[Opening EXCERPTED DATA section]

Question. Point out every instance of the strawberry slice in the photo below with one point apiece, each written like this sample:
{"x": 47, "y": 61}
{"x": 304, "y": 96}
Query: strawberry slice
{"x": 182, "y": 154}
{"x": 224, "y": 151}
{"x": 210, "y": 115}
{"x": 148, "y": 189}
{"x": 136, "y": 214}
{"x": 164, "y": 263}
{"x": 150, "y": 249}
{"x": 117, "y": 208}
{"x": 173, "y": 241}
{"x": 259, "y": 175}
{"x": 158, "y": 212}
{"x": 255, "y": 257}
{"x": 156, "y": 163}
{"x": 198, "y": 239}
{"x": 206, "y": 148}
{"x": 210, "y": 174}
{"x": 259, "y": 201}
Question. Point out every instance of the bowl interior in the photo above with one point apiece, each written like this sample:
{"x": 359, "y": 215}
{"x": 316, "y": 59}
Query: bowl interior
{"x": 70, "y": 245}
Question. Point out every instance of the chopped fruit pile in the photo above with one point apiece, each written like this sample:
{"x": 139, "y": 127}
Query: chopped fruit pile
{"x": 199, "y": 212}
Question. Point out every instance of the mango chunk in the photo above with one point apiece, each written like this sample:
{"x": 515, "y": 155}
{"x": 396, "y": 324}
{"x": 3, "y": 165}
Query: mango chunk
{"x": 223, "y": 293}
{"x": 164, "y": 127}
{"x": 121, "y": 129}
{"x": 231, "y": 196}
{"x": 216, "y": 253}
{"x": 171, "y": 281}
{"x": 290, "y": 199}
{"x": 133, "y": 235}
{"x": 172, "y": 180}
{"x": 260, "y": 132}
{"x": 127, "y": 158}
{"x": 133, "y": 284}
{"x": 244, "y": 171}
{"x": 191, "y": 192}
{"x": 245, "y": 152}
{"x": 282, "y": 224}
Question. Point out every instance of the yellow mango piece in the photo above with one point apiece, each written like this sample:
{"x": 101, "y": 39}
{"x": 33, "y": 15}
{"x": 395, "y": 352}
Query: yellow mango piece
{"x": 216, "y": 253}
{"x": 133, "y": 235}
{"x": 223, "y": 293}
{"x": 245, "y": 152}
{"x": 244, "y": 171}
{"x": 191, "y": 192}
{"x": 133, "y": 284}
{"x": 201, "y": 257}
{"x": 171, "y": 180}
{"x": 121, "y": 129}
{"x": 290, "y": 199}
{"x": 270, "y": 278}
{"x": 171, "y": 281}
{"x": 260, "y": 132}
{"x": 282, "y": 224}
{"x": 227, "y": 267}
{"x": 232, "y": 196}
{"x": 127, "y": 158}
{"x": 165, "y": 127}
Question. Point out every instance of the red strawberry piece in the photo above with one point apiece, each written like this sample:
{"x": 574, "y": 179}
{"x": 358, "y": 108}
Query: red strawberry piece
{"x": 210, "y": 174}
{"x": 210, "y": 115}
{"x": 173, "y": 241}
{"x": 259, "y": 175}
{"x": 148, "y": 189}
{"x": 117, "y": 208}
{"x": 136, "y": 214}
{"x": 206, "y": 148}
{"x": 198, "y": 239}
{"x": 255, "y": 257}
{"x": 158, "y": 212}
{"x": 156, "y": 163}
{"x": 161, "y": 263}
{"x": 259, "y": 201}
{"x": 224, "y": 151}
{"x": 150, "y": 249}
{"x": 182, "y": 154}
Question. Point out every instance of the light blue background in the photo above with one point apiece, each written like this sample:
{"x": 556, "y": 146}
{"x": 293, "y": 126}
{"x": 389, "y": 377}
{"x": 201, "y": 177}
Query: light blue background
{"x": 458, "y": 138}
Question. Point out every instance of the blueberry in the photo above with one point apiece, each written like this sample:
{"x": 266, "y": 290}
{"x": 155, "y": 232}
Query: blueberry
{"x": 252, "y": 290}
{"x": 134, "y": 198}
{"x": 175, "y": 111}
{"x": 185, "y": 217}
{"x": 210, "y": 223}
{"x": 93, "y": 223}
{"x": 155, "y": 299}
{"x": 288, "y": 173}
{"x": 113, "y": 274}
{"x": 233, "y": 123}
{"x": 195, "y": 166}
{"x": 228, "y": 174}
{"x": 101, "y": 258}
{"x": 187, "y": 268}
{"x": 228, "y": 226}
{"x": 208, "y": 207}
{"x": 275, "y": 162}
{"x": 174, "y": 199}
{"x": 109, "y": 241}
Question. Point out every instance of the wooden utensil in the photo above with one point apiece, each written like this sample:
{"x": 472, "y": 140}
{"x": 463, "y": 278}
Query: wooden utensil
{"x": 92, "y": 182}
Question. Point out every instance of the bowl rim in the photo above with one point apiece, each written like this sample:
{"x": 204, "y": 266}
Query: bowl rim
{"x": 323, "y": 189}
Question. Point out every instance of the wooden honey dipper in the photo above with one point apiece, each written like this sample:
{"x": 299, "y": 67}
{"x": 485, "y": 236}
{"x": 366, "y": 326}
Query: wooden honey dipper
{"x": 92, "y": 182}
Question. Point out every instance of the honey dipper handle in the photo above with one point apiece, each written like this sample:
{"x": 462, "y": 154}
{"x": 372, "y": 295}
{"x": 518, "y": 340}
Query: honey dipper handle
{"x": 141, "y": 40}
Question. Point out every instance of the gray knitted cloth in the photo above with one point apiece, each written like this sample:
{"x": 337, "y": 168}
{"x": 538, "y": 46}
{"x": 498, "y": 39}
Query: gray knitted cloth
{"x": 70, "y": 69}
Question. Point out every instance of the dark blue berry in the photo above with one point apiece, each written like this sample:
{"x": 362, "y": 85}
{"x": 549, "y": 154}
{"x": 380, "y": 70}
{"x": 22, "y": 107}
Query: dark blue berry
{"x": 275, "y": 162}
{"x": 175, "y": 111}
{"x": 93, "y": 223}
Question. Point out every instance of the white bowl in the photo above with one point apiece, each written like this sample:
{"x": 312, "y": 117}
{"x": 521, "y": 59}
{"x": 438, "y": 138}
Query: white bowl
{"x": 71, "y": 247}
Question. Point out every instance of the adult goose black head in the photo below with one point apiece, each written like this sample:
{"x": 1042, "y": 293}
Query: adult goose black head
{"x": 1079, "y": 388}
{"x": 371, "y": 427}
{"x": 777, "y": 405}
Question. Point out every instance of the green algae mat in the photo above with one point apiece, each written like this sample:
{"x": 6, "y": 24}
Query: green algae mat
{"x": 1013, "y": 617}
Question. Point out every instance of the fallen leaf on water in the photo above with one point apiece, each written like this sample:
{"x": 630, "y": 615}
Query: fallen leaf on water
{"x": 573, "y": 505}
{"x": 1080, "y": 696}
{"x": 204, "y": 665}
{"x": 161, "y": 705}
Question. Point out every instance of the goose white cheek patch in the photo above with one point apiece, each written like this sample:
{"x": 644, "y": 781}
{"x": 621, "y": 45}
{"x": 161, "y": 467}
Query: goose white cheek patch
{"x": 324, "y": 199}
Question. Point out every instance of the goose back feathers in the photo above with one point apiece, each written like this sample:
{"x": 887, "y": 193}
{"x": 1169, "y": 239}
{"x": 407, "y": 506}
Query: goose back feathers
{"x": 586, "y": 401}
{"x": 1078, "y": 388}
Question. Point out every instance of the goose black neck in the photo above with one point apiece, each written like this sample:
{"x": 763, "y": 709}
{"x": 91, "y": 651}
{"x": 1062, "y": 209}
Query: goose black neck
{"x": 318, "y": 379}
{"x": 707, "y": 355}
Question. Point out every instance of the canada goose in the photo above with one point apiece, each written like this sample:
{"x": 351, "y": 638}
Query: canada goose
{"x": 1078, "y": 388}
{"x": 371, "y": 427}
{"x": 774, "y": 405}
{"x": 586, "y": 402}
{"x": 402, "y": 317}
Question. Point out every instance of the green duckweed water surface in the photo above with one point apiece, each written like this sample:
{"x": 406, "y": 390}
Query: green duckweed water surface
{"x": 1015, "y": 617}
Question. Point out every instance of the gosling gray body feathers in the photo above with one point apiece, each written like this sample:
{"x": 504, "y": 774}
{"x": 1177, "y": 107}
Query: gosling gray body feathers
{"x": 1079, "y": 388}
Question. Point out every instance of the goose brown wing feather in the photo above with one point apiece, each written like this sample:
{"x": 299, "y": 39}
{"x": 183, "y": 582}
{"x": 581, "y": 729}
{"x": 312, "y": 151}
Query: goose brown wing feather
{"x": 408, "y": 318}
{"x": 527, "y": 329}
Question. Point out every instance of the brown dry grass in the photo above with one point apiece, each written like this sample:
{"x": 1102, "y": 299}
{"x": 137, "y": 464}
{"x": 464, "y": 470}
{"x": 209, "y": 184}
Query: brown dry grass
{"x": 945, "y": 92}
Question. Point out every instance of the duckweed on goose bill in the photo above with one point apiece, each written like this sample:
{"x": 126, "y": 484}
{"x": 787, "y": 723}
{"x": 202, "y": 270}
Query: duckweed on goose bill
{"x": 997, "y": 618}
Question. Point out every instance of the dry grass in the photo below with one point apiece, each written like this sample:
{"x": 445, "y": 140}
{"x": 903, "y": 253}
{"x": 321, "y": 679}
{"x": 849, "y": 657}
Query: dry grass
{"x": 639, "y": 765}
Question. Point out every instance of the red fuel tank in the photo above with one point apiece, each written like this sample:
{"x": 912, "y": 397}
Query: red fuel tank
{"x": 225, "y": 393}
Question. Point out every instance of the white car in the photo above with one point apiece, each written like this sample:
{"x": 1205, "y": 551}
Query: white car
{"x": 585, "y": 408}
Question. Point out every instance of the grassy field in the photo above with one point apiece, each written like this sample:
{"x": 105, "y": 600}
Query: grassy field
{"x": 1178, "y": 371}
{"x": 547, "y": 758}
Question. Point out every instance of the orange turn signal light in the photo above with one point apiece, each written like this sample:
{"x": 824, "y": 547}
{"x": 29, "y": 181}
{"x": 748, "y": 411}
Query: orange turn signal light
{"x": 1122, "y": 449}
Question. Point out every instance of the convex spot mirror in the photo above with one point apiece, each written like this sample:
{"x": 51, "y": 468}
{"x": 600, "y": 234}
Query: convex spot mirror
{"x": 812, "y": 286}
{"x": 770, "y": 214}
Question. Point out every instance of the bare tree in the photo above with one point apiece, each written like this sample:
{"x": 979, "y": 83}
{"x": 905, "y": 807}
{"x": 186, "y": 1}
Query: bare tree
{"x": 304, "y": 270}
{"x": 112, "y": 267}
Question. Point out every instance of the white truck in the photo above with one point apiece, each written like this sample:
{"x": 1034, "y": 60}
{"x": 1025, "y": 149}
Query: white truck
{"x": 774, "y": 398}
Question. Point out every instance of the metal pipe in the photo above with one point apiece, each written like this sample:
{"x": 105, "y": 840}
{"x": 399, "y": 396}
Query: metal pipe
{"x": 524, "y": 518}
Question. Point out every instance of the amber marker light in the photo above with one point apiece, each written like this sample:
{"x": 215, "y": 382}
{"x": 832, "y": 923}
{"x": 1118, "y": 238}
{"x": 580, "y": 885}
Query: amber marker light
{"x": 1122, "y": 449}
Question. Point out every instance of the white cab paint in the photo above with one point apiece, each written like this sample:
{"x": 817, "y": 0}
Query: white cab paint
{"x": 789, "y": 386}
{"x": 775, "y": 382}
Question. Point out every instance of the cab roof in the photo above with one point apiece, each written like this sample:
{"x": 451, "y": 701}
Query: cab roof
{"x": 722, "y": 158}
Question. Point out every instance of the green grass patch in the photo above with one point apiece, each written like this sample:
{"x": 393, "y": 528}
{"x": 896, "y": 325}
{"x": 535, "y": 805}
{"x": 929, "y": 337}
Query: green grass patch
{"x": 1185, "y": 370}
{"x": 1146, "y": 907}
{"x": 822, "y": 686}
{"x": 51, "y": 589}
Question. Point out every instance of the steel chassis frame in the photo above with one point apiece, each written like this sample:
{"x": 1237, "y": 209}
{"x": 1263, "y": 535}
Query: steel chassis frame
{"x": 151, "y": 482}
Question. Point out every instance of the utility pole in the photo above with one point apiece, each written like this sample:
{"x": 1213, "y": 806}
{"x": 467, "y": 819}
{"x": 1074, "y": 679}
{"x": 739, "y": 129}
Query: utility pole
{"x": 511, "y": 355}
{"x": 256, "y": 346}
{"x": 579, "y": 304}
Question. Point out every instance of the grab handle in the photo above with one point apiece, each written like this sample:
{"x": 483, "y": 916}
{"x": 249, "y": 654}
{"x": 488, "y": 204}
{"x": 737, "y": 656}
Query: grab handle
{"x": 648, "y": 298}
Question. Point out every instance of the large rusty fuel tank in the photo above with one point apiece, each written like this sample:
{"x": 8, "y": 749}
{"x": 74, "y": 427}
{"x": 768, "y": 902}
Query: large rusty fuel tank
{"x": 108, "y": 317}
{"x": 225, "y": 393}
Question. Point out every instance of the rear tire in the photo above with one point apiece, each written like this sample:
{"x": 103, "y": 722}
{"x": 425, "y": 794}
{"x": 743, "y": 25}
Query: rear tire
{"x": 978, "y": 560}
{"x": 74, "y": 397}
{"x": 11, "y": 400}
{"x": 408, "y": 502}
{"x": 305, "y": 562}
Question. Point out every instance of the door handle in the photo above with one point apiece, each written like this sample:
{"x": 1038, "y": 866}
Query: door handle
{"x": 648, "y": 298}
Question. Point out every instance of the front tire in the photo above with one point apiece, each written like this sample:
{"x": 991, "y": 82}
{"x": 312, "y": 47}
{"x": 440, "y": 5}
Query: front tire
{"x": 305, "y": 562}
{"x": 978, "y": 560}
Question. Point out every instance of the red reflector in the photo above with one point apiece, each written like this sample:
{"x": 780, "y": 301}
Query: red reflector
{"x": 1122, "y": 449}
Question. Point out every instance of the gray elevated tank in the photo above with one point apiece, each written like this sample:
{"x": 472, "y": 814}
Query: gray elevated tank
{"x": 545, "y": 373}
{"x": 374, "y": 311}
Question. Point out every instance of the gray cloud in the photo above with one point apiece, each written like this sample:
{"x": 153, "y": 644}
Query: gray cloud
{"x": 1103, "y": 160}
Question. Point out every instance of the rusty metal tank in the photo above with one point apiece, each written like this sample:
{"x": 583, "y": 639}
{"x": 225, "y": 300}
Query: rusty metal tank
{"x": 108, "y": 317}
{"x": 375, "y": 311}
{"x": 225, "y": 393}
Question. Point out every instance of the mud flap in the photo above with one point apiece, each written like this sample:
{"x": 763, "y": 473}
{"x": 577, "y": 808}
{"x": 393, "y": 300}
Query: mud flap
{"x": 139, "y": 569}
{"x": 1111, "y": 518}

[Closing EXCERPTED DATA section]

■ YOUR TASK ■
In the entries above, how many lines contain the string "below"? Say only the number.

■ YOUR RESPONSE ■
3